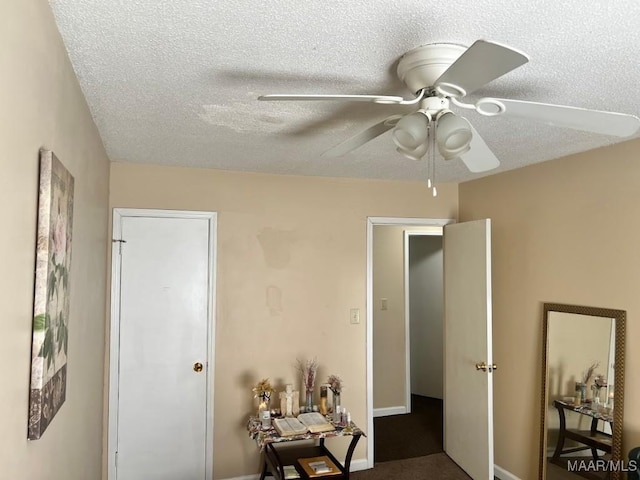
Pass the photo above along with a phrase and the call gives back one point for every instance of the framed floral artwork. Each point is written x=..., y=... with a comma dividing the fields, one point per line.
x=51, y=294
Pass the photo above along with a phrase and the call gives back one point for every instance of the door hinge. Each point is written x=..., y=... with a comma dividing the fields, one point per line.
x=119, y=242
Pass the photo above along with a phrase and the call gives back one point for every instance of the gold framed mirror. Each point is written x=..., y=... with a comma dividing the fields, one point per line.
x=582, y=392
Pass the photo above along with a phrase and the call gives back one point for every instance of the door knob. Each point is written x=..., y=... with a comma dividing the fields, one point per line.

____

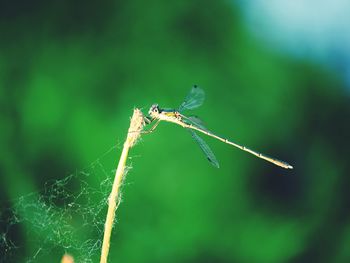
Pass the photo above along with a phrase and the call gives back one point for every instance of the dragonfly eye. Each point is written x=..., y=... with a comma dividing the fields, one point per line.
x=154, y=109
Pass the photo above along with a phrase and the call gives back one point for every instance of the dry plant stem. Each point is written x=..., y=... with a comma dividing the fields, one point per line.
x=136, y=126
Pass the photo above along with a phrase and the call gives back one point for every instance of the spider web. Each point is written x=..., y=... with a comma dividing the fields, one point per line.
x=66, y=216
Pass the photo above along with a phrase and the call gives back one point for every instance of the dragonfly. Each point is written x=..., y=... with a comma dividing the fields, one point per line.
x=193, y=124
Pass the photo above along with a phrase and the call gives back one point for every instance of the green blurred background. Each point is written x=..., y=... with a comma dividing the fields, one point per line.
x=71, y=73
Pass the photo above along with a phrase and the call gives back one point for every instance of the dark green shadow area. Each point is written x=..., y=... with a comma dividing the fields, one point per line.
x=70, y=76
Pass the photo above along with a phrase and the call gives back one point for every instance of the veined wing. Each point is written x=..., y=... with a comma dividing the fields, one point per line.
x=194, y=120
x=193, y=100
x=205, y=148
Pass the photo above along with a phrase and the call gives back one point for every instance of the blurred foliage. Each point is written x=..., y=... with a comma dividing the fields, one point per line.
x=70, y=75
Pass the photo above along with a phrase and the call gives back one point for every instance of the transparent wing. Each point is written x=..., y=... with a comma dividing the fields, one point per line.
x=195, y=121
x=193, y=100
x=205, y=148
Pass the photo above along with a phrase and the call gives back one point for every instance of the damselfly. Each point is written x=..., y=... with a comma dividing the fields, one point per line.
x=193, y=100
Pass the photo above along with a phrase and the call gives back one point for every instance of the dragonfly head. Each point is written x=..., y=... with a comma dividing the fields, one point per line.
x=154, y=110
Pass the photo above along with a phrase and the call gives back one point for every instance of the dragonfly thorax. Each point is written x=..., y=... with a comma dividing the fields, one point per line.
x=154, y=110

____

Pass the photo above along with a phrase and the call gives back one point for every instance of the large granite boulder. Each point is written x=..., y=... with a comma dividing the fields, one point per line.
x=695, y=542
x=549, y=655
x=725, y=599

____

◆ Short task: Substitute "silver framed mirror" for "gold framed mirror" in the data from the line with "of the gold" to the line with "x=582, y=392". Reproduce only those lines, with nothing else altered.

◆ Exercise solution:
Pass the photo above along with a phrase and the call gives back one point for every instance of the silver framed mirror. Each point is written x=..., y=... with a comma dividing the fields, one point per line.
x=582, y=392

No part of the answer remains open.